--- Start RECORD LIST ---

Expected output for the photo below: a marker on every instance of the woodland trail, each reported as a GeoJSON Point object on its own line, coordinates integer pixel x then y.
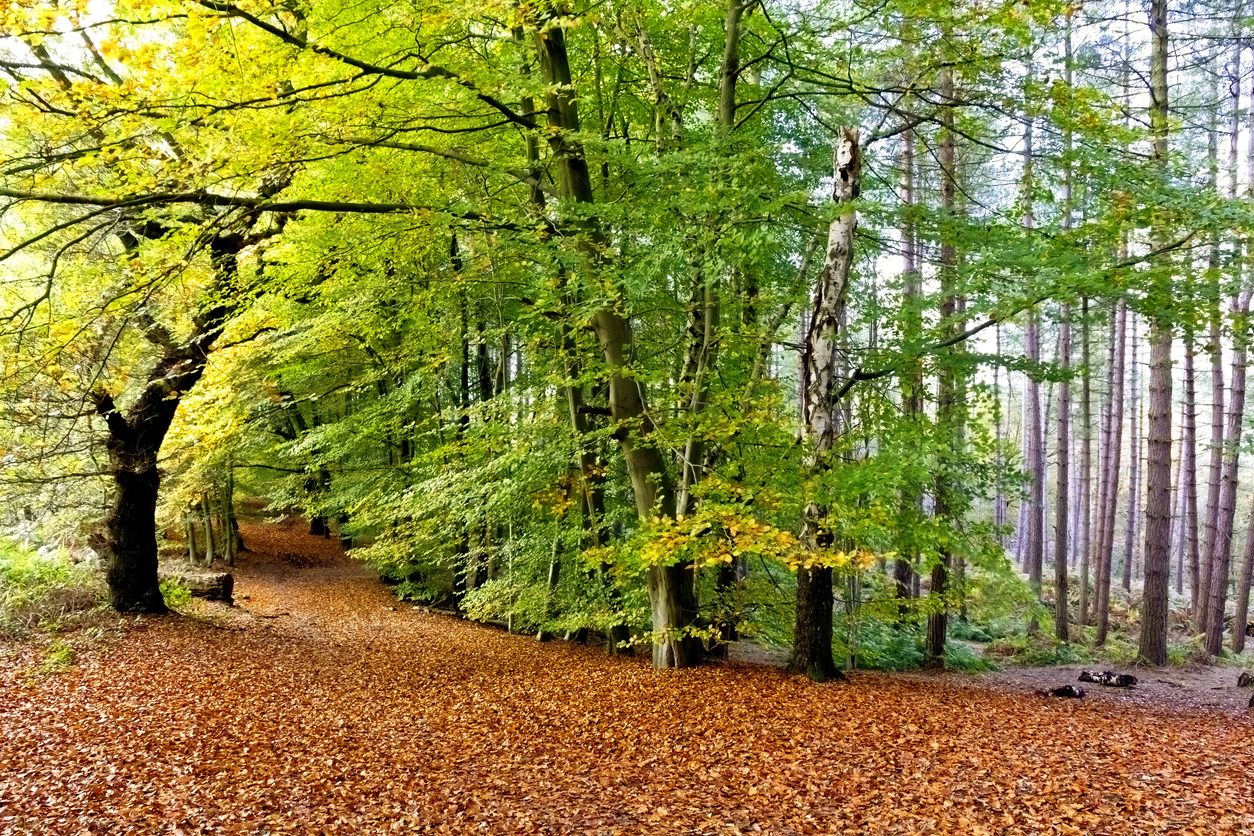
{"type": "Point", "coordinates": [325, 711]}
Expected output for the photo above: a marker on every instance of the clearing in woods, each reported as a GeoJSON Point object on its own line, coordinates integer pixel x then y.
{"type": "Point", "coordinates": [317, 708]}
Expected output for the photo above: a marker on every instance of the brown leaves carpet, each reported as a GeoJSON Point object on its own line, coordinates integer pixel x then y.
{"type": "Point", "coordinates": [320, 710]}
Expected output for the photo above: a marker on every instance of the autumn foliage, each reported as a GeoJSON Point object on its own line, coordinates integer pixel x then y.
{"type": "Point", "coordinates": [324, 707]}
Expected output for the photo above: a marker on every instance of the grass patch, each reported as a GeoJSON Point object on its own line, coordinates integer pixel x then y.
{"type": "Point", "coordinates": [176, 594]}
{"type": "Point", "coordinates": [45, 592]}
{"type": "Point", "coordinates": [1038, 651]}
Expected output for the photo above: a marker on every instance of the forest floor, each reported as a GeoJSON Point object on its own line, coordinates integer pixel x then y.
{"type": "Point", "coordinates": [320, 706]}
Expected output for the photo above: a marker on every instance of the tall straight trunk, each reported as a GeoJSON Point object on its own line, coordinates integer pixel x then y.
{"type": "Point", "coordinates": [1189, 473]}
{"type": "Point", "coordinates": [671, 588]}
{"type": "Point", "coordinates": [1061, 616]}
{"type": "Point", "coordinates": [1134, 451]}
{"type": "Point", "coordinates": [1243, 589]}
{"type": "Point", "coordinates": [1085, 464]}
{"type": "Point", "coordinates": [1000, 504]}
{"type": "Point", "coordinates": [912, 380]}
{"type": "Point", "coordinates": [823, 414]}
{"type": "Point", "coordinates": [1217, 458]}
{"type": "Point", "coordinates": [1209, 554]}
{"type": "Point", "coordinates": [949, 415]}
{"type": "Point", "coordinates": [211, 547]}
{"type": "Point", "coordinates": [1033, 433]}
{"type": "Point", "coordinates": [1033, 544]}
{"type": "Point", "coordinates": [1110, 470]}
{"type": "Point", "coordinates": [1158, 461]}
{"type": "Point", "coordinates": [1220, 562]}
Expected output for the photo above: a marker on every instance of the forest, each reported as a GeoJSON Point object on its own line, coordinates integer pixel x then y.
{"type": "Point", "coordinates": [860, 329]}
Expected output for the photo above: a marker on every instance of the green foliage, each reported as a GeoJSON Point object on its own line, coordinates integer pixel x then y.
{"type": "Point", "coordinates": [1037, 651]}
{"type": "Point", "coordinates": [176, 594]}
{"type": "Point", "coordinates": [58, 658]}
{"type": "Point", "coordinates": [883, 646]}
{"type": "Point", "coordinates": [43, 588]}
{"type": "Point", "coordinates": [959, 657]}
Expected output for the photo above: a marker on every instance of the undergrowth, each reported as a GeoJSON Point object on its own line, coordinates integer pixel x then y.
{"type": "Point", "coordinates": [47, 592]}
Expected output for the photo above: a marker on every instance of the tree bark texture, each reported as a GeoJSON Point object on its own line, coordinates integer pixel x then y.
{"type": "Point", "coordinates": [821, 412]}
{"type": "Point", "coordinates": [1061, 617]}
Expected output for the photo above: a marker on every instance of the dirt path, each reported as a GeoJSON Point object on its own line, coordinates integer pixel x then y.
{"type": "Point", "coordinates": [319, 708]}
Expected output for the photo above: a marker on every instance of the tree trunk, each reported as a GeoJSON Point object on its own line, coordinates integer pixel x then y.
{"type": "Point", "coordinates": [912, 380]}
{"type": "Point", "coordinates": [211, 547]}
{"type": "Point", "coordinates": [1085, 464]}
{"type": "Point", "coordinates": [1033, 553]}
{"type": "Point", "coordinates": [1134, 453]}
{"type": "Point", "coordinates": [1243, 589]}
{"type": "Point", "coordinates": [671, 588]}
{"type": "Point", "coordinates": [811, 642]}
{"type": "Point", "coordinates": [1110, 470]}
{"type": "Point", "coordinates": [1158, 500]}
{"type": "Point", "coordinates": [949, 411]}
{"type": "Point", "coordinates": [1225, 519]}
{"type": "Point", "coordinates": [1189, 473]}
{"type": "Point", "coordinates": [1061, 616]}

--- End RECORD LIST ---
--- Start RECORD LIST ---

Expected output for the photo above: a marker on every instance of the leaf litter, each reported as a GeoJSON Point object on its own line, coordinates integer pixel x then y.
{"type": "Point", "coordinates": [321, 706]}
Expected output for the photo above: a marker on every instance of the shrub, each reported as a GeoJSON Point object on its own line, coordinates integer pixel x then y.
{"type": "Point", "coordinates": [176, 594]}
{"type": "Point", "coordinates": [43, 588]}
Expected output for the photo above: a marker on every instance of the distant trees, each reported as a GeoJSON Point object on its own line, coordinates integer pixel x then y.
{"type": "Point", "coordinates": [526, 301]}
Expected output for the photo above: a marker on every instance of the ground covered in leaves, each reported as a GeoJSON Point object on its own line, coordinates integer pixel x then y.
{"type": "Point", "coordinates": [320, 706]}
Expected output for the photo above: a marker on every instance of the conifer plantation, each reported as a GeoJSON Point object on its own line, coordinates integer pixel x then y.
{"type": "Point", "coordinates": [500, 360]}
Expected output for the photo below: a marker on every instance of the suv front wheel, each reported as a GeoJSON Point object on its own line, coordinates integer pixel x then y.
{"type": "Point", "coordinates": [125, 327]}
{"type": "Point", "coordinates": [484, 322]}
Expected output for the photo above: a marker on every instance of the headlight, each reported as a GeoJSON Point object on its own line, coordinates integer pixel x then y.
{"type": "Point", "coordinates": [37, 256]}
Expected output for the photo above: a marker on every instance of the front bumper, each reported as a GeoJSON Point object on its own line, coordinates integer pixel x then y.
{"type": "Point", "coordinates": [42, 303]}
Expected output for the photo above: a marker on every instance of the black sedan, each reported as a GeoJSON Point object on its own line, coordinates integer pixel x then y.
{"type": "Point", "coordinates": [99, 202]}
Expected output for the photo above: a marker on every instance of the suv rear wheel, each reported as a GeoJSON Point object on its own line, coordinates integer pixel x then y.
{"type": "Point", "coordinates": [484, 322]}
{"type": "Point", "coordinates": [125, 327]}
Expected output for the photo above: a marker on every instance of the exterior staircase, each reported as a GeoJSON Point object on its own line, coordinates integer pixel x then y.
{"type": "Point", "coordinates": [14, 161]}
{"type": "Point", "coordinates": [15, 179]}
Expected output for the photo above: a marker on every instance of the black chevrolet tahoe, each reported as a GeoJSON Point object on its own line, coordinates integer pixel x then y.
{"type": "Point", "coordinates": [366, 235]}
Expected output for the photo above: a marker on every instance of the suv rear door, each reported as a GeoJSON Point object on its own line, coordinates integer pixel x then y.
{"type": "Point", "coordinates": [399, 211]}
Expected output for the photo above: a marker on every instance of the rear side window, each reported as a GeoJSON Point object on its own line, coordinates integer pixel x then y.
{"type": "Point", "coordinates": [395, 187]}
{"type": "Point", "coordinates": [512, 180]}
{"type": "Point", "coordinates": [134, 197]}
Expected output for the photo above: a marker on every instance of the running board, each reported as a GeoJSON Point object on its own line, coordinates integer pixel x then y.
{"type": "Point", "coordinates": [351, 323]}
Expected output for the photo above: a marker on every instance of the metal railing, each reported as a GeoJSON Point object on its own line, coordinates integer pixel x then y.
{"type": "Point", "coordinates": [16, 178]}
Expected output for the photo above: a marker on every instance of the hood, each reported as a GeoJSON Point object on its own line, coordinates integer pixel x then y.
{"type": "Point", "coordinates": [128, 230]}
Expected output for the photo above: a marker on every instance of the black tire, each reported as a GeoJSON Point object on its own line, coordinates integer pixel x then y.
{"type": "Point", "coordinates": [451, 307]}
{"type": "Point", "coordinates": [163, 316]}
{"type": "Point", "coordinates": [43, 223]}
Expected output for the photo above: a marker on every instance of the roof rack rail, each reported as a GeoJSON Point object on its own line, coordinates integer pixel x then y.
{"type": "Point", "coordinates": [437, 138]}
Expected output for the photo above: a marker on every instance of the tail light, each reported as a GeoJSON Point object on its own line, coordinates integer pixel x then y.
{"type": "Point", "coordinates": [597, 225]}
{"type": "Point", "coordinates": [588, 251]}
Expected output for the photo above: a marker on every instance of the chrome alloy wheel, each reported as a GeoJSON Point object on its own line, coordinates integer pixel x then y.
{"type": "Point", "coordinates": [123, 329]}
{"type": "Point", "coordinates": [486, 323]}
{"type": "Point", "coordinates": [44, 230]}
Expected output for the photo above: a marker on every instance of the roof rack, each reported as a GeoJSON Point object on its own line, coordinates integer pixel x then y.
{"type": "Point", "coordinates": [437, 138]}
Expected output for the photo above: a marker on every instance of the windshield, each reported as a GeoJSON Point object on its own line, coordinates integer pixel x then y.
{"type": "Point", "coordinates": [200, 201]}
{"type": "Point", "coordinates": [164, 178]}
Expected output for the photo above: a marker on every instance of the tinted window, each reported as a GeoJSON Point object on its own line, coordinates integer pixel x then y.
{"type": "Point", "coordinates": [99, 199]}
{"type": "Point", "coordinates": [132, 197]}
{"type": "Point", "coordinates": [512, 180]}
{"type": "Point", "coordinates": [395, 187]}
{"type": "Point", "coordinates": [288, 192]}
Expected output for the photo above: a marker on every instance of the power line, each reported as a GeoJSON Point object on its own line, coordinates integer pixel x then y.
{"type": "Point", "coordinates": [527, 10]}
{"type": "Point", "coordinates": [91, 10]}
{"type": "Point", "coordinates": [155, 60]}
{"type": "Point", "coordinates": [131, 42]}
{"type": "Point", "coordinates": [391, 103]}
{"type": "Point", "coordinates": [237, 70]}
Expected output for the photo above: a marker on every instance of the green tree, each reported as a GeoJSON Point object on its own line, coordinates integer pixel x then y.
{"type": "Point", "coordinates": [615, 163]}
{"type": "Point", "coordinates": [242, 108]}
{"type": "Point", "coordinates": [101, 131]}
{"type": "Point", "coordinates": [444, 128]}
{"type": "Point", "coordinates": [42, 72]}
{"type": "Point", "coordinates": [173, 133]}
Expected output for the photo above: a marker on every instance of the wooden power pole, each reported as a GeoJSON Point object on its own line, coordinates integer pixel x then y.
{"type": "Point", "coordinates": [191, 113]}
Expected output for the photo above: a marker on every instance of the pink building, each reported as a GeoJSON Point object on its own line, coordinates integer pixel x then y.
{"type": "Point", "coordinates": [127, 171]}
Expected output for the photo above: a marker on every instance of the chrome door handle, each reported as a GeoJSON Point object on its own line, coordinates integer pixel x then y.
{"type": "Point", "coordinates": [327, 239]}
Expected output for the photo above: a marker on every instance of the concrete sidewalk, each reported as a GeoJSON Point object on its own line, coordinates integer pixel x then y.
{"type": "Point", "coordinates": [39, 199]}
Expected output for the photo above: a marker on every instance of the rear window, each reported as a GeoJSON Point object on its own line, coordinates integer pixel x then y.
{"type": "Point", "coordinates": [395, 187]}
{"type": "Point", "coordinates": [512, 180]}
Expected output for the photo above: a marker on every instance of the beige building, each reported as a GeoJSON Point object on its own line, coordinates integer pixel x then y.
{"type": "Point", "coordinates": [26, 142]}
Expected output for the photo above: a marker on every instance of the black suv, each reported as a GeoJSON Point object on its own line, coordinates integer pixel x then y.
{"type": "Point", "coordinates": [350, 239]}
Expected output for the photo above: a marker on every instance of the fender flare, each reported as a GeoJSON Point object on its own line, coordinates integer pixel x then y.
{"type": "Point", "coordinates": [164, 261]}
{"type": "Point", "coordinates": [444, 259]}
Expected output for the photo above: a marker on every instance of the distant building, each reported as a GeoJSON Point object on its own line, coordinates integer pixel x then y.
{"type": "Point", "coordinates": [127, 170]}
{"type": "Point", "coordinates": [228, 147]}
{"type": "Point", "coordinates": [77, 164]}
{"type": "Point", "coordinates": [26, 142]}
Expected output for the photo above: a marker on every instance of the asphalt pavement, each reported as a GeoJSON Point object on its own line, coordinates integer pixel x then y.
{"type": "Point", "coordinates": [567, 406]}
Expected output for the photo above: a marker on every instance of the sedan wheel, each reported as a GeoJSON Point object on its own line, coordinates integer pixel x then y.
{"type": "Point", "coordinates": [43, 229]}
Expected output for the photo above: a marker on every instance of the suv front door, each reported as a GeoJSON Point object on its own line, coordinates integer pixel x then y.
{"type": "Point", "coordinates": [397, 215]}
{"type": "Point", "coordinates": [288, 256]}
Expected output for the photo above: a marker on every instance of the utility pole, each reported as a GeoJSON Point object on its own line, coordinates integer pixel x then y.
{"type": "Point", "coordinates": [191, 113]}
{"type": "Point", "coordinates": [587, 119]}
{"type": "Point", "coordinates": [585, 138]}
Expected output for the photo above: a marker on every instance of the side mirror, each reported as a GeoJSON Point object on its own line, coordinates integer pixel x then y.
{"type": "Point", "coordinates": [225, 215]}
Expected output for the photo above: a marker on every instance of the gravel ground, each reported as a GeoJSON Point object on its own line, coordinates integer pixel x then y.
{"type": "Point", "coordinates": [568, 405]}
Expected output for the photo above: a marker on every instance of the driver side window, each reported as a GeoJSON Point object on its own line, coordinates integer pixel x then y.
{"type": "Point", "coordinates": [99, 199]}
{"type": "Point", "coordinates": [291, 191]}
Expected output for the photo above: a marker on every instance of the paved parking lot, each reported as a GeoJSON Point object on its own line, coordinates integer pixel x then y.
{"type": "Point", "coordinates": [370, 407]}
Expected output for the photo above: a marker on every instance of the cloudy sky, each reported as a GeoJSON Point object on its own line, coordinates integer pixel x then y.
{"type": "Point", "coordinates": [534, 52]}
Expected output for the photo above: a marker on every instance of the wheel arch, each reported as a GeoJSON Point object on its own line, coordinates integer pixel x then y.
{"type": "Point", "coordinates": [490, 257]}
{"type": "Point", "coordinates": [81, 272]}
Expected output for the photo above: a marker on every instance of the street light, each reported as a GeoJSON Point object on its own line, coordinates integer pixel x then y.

--- End RECORD LIST ---

WHAT NEEDS TO BE DONE:
Find each line in the records above that contains the string "chrome", and copy those lines in full.

TASK RESULT:
Expected output for the photo above: a marker on every instance of the chrome alloy wheel, each reported as a GeoJSON Point object on its own line, coordinates integer pixel x then y.
Expected output for the photo above: a marker on every instance of the chrome door handle, each reported as a GeoJSON Point object on its own line, coordinates integer pixel x then y.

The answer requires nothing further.